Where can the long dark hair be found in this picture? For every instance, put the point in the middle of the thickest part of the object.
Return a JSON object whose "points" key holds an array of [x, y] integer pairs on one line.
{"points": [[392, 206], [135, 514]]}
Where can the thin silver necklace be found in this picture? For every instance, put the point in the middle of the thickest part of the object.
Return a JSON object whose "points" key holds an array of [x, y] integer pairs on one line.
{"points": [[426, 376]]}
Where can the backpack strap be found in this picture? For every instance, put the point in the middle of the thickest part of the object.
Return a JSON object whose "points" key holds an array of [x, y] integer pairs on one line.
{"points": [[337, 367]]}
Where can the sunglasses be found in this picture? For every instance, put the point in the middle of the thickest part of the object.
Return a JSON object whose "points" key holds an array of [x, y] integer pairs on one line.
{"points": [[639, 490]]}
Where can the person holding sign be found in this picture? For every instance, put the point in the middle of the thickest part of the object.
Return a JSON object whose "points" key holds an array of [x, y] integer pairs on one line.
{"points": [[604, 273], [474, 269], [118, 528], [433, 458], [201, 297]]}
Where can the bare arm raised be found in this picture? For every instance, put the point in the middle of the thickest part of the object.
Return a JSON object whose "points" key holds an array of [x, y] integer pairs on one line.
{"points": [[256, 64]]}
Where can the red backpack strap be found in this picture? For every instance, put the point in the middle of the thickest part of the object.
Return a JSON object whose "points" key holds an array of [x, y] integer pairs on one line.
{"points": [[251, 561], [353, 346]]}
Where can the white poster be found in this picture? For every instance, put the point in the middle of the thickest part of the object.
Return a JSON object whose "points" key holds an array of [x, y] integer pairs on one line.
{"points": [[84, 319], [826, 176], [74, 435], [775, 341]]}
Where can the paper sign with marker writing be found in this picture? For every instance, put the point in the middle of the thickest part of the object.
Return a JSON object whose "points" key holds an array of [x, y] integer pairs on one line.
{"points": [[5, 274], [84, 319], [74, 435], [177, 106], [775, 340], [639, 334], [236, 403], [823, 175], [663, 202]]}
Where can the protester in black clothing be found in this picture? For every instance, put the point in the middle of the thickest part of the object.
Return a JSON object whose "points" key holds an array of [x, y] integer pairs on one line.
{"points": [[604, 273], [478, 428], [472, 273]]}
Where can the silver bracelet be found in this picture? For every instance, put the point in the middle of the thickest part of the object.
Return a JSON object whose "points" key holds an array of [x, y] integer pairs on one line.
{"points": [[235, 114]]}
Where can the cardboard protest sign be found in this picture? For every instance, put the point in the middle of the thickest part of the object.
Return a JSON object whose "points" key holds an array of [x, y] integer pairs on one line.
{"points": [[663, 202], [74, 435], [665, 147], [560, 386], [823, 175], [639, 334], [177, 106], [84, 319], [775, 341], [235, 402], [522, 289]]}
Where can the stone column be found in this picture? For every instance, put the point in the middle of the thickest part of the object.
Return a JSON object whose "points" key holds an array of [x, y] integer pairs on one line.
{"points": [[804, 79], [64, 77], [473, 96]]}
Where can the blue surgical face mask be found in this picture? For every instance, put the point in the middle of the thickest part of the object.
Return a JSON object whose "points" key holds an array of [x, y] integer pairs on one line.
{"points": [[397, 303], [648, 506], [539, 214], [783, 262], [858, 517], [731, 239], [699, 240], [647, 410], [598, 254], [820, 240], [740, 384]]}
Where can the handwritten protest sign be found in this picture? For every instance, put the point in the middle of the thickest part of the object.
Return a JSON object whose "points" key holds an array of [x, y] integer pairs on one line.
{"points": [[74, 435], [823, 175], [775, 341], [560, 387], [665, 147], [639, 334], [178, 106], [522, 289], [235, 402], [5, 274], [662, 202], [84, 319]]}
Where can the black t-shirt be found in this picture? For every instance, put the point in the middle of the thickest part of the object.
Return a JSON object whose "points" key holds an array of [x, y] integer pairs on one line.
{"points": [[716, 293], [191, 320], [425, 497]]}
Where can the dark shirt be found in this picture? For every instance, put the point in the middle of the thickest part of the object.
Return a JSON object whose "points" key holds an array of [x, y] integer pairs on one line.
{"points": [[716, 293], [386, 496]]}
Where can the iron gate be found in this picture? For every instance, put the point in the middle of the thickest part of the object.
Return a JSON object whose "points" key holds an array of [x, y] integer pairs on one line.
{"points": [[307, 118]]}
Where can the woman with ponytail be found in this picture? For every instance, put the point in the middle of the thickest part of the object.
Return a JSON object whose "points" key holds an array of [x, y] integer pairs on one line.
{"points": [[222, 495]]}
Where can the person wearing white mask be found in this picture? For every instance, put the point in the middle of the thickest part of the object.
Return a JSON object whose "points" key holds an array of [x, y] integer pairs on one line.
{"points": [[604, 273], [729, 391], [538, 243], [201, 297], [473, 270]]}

**Task to carry out:**
Starting at the line containing "Where can the woman" and continuing through the end of the records, rewrite those lines with "white mask" changed to "blue mask" and everything else left as it is.

**Reply to the task:**
Where can the woman with ponytail be found in this picture? For every instance, put the point in the middle of the thickest part of the object.
Return a JSON object whose "points" key holds an array of [x, y] integer pairs on one line.
{"points": [[222, 495]]}
Where can the person wearing blue mask be found in this picture? For every instance, put the point in the middle of the thickest part of the object.
Return a JSON object whose "points" key holds an array of [x, y] integer pairs on one line.
{"points": [[604, 273], [729, 391], [538, 243], [201, 297], [473, 270]]}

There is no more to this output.